Extracted text -
Beyond the pull model for people, similar patterns are being observed for the Firm as a body. John Seely Brown and John Hagel suggest in McKinsey Quarterly that corporate pursuit of efficiency through centralized push of resources to predictable demand is headed in the wrong direction. They offer a pull model which lets go of control with decentralized group forming to foster innovation.
In the media business, pull approaches have transformed more than just distribution channels. On the production side, a vibrant “remix” culture has emerged thanks to the availability of widely affordable digital audio-editing tools, which make it possible for DJs in nightclubs and other music fans to pull in tracks from a variety of music sources and to recombine them. “Blogging” tools help users “publish” their own writings, music, or photographs, most often by pulling in content from a broad range of sources and creatively mixing and commenting on it.
Augmenting the capabilities of people to turn flows into stocks, and take action, goes against the Industrial era model of automating the deployment of assets. Most firms will not be able to make this transition because it requires sharing assets and intellectual property to reduce transaction costs and enable innovation. Sharing control or property is a gesture that enables the firm to tap into commons-based peer production and more adaptive organizational structures.
Traditional marketing attempts to directly influence it’s audience to purchase a product pushed out into a market. By contrast, marketing strategies that seek to include active consumers in the process of production, distribution and influence generate pull. And when active consumers have tools of choice for engagement, it’s really the only strategy left available.
Because of the incentives of Industrial era firms, the one tool of choice that active consumers will not likely be able to leverage is ownership of their own identity. If it were not for regulation, we would in many cases not even have shared control of identity between individual and firm, even though my identity is inherently my property. But this identity as property is traded freely between firms. And when a firm leverages such crudely mercantile identity within push marketing methods such as direct marketing — there is no gesture or social verb — just a direct assault on you sensibilities. No wonder we stopped consuming passively and want our identity back.

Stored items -

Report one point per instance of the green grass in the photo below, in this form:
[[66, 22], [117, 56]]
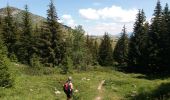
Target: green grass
[[117, 86]]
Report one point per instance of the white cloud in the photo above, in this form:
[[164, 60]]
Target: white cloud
[[96, 4], [115, 13], [111, 28], [108, 19], [68, 20], [89, 13]]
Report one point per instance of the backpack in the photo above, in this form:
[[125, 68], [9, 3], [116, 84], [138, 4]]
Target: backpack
[[67, 88]]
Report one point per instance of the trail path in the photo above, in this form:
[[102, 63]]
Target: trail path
[[99, 97]]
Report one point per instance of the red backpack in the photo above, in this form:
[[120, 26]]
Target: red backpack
[[67, 87]]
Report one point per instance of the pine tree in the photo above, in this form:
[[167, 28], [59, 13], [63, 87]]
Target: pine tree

Task instructions - Please print word for word the part of the text on pull models starting at "Traditional marketing attempts" and ending at "strategy left available.". None of these lines are needed.

Complete response -
Traditional marketing attempts to directly influence it’s audience to purchase a product pushed out into a market. By contrast, marketing strategies that seek to include active consumers in the process of production, distribution and influence generate pull. And when active consumers have tools of choice for engagement, it’s really the only strategy left available.